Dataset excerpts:
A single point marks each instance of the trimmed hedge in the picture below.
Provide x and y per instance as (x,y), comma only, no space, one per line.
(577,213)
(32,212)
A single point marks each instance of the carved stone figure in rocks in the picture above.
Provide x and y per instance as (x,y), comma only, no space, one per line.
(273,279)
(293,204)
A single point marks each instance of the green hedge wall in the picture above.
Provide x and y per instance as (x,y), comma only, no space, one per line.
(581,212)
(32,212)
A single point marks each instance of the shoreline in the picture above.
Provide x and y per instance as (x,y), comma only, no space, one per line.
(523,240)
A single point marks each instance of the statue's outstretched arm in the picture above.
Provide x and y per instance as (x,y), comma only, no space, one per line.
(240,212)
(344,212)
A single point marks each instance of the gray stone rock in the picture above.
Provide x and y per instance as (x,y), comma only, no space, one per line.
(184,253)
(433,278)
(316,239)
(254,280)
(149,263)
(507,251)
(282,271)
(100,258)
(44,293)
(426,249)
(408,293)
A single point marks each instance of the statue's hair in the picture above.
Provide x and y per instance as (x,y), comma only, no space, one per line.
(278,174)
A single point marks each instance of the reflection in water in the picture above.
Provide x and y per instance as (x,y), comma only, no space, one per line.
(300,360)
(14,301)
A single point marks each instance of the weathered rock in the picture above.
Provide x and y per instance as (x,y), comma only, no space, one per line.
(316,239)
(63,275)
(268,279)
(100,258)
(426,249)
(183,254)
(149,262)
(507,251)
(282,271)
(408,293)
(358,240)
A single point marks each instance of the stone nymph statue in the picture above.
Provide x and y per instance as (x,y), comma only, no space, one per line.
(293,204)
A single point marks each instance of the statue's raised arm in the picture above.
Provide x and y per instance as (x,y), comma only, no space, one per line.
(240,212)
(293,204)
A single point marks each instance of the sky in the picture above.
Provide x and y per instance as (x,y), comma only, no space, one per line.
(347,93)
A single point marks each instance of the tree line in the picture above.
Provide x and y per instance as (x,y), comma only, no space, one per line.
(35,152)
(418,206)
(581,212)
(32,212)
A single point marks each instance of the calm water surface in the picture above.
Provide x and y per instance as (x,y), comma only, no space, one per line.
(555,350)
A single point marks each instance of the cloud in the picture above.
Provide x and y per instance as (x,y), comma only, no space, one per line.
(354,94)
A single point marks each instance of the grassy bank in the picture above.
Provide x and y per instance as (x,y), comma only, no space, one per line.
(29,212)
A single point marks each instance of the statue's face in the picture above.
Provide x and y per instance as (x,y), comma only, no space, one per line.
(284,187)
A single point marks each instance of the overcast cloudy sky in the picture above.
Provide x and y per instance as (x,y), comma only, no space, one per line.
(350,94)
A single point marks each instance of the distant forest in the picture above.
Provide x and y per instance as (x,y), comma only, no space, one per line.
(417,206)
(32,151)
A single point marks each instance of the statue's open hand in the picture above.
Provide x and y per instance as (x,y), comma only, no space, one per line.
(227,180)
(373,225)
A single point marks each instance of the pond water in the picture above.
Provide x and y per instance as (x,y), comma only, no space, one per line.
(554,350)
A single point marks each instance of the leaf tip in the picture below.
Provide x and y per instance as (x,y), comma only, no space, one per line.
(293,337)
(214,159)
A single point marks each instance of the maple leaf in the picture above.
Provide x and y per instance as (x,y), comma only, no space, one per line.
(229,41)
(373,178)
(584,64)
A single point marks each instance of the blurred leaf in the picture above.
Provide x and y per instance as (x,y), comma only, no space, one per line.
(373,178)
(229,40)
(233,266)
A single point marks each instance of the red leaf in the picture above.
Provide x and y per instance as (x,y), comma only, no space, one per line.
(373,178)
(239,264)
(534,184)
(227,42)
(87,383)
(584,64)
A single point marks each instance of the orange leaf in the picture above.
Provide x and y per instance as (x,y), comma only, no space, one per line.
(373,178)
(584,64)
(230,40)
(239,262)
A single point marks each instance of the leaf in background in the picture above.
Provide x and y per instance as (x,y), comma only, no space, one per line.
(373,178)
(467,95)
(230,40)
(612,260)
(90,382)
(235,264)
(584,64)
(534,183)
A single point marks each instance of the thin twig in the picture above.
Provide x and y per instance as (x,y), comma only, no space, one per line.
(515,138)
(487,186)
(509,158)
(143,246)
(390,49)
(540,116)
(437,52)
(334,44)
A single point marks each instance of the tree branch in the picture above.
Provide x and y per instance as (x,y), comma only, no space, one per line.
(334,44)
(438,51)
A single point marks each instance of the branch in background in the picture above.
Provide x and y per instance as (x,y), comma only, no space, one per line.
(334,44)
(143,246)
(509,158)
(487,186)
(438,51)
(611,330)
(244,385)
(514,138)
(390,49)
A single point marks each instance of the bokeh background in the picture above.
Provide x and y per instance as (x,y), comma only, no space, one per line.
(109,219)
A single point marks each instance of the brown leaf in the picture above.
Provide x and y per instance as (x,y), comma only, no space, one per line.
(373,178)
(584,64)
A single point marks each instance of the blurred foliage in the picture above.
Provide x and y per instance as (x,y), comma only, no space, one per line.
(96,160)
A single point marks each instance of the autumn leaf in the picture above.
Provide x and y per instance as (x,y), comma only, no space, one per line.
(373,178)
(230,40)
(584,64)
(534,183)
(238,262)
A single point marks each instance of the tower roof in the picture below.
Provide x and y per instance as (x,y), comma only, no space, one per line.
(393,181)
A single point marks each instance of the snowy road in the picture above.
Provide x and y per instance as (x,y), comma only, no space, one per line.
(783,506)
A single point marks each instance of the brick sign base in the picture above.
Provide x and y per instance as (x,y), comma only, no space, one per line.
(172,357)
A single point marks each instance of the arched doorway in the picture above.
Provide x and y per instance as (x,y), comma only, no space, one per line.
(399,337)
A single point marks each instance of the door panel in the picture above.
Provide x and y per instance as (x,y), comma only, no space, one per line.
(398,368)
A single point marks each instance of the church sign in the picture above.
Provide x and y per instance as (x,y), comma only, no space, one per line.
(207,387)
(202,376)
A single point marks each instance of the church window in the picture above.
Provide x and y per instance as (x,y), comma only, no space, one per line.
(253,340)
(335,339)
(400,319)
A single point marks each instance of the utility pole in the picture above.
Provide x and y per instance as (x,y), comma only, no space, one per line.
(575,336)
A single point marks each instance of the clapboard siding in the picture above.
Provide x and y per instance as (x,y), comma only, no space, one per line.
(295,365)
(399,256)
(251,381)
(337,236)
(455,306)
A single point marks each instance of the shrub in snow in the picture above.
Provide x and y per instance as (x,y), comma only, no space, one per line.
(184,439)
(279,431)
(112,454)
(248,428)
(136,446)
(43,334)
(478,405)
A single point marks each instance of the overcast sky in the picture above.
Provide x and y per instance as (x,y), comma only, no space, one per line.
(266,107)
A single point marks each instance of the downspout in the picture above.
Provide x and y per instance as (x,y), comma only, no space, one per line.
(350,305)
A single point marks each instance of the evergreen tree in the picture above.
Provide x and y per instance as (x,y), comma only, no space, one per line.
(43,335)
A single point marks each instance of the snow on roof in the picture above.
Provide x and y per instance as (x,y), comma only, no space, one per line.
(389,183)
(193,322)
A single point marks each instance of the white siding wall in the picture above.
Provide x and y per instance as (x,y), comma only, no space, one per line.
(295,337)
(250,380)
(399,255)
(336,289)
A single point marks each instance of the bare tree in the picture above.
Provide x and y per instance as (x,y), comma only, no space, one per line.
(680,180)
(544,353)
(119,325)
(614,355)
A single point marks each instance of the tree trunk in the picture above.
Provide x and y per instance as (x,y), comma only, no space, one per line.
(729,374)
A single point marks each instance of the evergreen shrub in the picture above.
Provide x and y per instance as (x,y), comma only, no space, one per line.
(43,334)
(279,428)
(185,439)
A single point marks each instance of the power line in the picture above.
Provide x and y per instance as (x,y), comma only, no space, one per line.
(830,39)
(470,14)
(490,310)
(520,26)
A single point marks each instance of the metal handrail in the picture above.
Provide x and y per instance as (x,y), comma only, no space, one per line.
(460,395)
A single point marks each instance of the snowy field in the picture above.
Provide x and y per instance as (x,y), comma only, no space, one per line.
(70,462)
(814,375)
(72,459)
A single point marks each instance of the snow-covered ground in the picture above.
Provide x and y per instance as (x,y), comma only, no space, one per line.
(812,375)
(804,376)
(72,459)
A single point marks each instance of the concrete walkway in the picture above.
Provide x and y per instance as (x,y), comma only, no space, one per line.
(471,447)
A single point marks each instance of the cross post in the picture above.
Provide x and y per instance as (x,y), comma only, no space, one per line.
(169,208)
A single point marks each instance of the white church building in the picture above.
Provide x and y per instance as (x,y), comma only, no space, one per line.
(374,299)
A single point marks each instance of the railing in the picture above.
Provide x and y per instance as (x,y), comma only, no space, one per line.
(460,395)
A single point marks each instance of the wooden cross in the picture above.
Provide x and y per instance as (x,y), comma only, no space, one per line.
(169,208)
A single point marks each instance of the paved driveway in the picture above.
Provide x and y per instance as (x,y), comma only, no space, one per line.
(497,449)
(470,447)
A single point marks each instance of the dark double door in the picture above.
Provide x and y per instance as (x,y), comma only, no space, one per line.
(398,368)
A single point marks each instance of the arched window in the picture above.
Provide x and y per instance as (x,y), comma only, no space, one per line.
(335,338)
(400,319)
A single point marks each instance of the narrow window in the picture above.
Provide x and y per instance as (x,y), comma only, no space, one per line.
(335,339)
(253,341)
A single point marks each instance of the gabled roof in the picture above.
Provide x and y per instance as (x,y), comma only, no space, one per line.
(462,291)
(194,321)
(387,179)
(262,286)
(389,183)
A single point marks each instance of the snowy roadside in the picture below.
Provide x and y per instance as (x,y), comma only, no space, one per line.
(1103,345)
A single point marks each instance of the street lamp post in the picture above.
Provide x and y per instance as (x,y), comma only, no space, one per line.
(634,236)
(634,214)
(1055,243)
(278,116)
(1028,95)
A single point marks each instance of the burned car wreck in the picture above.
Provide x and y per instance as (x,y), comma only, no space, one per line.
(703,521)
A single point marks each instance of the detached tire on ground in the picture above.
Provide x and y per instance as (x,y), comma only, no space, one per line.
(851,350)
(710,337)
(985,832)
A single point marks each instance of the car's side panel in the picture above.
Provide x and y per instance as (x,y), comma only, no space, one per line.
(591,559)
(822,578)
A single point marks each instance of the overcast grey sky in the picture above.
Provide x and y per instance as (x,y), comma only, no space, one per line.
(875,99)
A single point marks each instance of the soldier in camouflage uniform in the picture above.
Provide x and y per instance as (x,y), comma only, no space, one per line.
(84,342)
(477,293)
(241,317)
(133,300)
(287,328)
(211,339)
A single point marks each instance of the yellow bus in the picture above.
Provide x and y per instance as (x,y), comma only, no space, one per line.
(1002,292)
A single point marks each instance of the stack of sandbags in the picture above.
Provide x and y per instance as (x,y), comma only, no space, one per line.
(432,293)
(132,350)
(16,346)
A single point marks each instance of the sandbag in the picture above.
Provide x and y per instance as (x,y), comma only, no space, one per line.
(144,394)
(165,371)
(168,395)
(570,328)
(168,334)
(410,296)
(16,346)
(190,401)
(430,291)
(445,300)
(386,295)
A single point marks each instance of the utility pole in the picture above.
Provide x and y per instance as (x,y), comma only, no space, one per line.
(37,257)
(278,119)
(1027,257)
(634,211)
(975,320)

ABOUT THIS EXERCISE:
Return, unchanged, the run of lines above that opens with the line containing "A single point marks each instance of the tower" and closes with the line containing "A single point marks each instance of the door". Include both.

FINAL ANSWER:
A single point marks each instance of the tower roof in the picture below.
Provide x and y per instance as (x,y), comma only, no space, one per line.
(393,181)
A single point marks each instance of the snowy road in the picture above.
Provide x and y per instance as (x,y), comma only, no space, one per line.
(783,506)
A single point marks each instance of the brick sign base in the picture above.
Provide x and y per instance as (x,y), comma only, no space, one per line.
(172,357)
A single point marks each instance of the arched doorway in the picture above.
Provide x and y per instance as (x,y), comma only, no space, one per line.
(399,337)
A single point marks each instance of the door panel in the picture above.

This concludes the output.